- What is asked -
Copy the lines of the material exactly as they appear, from the line with "Find the white dishwasher" to the line with "x=134, y=285", including both of those lines.

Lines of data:
■ ■ ■ ■

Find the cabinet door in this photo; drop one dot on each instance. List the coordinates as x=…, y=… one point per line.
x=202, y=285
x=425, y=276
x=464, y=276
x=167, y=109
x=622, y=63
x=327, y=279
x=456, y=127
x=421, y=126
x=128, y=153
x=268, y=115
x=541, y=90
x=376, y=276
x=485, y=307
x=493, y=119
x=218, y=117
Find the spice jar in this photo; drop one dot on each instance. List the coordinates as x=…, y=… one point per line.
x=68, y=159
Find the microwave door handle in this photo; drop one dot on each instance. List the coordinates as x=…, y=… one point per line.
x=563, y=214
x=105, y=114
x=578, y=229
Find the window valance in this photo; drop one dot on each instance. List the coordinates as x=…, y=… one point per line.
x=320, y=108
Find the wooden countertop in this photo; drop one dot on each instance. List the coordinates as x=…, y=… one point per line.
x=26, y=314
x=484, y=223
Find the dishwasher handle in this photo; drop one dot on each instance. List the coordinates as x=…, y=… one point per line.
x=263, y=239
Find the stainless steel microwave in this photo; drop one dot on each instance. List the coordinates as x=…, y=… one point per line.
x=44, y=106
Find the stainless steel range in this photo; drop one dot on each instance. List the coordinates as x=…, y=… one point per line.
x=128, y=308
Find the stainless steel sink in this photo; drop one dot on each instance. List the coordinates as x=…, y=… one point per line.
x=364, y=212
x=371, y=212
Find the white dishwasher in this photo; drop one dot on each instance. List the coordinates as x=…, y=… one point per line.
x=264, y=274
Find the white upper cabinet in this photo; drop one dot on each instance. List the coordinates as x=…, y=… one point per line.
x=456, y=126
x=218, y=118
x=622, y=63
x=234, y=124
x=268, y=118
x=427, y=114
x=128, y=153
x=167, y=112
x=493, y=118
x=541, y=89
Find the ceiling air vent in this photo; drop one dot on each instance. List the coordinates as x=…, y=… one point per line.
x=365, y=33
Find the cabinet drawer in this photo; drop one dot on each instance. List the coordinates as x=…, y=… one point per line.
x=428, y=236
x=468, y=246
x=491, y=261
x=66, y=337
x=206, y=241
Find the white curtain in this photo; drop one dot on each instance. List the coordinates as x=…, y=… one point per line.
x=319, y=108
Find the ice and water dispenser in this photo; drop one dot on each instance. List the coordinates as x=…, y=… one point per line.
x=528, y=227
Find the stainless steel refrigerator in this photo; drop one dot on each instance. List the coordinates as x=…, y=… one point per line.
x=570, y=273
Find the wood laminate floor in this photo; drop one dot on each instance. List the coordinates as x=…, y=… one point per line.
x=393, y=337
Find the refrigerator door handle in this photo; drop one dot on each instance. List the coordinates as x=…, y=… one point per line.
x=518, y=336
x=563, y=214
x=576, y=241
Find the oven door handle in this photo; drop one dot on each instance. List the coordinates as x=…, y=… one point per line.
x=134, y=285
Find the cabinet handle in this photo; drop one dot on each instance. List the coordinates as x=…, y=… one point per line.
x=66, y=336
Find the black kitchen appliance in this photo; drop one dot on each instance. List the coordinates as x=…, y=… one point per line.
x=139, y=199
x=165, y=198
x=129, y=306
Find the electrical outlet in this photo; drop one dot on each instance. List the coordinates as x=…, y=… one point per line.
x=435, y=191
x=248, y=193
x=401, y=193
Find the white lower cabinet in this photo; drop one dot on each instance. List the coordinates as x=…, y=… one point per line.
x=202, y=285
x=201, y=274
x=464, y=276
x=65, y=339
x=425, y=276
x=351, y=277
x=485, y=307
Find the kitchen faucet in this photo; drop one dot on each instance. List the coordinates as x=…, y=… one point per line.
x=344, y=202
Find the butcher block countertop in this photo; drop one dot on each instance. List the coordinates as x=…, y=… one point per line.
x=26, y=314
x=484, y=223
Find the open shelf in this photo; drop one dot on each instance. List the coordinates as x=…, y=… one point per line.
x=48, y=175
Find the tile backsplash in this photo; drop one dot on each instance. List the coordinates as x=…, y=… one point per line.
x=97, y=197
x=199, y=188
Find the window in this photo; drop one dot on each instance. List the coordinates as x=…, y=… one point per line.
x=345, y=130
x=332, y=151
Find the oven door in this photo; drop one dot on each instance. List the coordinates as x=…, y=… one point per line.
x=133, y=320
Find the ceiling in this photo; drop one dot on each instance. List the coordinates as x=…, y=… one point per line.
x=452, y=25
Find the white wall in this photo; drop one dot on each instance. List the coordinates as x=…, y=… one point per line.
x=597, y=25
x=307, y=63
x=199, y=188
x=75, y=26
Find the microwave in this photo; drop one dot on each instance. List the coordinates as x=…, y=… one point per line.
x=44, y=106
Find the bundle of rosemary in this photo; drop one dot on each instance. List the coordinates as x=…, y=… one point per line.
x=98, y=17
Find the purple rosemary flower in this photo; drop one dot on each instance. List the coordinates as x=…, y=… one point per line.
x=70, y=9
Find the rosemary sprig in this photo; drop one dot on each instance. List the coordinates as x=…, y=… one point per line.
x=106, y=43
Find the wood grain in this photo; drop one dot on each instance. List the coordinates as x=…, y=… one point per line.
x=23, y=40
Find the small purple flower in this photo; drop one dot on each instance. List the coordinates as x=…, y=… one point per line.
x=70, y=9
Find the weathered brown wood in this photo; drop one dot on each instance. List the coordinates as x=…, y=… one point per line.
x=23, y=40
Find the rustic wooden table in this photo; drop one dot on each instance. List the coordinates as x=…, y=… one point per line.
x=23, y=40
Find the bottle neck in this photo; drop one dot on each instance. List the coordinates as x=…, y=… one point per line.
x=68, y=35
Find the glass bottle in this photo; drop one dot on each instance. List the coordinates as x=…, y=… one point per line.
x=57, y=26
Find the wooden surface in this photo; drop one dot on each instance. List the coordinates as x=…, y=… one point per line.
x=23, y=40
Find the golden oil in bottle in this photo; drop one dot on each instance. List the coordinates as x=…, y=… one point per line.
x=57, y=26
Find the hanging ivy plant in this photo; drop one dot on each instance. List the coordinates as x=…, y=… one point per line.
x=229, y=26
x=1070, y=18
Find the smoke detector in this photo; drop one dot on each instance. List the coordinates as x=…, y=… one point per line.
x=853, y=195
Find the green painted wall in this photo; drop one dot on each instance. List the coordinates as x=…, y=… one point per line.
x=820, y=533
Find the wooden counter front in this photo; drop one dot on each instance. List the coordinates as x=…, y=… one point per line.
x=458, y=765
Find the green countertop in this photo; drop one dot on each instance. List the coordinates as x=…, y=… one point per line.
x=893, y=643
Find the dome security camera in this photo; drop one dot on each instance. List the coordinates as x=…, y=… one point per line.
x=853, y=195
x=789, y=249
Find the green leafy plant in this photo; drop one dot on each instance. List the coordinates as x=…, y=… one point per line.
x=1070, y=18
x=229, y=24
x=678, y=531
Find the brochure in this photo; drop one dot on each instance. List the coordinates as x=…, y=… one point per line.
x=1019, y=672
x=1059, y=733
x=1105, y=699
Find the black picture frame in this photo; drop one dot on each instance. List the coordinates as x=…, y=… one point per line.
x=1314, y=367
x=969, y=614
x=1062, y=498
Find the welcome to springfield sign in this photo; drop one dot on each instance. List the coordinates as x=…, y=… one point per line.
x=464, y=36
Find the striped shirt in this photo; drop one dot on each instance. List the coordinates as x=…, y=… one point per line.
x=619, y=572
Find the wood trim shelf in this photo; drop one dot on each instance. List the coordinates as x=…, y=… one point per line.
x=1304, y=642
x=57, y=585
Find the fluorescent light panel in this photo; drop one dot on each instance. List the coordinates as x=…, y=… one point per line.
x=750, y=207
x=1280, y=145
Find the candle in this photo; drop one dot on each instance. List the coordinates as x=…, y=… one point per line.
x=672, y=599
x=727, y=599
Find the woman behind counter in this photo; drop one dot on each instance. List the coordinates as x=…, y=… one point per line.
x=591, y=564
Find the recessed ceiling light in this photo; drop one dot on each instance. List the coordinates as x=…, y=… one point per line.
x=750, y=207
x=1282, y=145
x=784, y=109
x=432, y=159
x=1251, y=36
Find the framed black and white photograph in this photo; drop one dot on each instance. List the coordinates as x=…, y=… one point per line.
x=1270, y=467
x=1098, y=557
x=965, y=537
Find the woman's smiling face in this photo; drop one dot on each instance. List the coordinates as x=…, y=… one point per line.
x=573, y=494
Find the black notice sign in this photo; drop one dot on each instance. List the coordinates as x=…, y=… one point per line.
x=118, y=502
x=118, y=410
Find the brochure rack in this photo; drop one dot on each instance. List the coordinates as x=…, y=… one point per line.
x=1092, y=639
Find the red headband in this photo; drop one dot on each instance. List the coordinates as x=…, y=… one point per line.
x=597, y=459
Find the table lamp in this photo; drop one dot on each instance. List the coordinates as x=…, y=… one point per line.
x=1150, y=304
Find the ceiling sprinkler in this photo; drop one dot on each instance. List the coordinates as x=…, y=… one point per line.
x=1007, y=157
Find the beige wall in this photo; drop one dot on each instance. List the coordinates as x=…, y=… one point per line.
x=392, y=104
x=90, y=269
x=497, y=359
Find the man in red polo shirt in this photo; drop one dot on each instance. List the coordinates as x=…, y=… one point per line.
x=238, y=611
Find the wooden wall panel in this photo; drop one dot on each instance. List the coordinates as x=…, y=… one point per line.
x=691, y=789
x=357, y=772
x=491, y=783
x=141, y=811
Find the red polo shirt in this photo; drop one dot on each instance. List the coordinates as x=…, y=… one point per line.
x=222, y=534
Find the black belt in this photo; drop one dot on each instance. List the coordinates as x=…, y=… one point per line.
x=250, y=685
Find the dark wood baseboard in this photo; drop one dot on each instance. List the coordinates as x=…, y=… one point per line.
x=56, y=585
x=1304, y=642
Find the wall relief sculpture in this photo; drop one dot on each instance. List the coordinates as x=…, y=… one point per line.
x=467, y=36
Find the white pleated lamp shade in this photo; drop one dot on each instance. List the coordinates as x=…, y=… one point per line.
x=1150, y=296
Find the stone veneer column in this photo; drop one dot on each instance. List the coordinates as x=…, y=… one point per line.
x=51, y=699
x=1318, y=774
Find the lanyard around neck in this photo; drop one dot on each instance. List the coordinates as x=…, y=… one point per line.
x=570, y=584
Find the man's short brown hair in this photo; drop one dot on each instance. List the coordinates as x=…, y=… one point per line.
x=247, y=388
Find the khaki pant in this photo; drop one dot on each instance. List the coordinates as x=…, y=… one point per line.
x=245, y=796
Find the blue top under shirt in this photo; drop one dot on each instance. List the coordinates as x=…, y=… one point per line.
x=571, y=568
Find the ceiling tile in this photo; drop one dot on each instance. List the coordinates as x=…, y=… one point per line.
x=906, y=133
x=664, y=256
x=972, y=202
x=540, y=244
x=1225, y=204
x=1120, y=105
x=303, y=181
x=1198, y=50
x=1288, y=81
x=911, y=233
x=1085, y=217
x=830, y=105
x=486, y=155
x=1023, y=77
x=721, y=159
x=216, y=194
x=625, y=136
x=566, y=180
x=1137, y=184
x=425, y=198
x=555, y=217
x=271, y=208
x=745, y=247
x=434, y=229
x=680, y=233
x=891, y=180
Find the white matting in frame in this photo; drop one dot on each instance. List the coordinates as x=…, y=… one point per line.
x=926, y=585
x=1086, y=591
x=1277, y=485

■ ■ ■ ■

- Problem solution -
Find the white dishwasher in this photo; drop one dot on each instance. List the coordinates as x=…, y=… one point per line.
x=264, y=274
Find the white upper cabinet in this photo; drop one dot on each instance. List the coordinates as x=…, y=… one point per line.
x=456, y=126
x=218, y=118
x=622, y=63
x=234, y=124
x=268, y=118
x=427, y=114
x=128, y=153
x=167, y=112
x=493, y=118
x=541, y=89
Find the ceiling air vent in this photo; drop one dot on each instance. List the coordinates as x=…, y=… one point per line.
x=365, y=33
Find the cabinet drawer in this photo; drop one dot on each instance. List the coordinates as x=…, y=… one point per line.
x=428, y=236
x=468, y=246
x=491, y=261
x=66, y=337
x=206, y=241
Find the white curtain in this photo; drop one dot on each instance. List the coordinates as x=…, y=… one point per line.
x=319, y=108
Find the ice and water dispenser in this photo; drop one dot on each instance. List the coordinates as x=…, y=… one point per line.
x=528, y=227
Find the stainless steel refrigerator in this photo; drop one dot on each instance. List the coordinates as x=…, y=… one point per line.
x=570, y=273
Find the wood laminate floor in this photo; drop one dot on each instance. List the coordinates as x=…, y=… one point per line.
x=393, y=337
Find the refrigerator door handle in this photo; drop one dot on each instance. List the coordinates as x=…, y=… one point per line.
x=518, y=336
x=563, y=214
x=576, y=241
Find the oven door handle in this photo; drop one dot on each instance. List the coordinates as x=…, y=… one point per line.
x=134, y=285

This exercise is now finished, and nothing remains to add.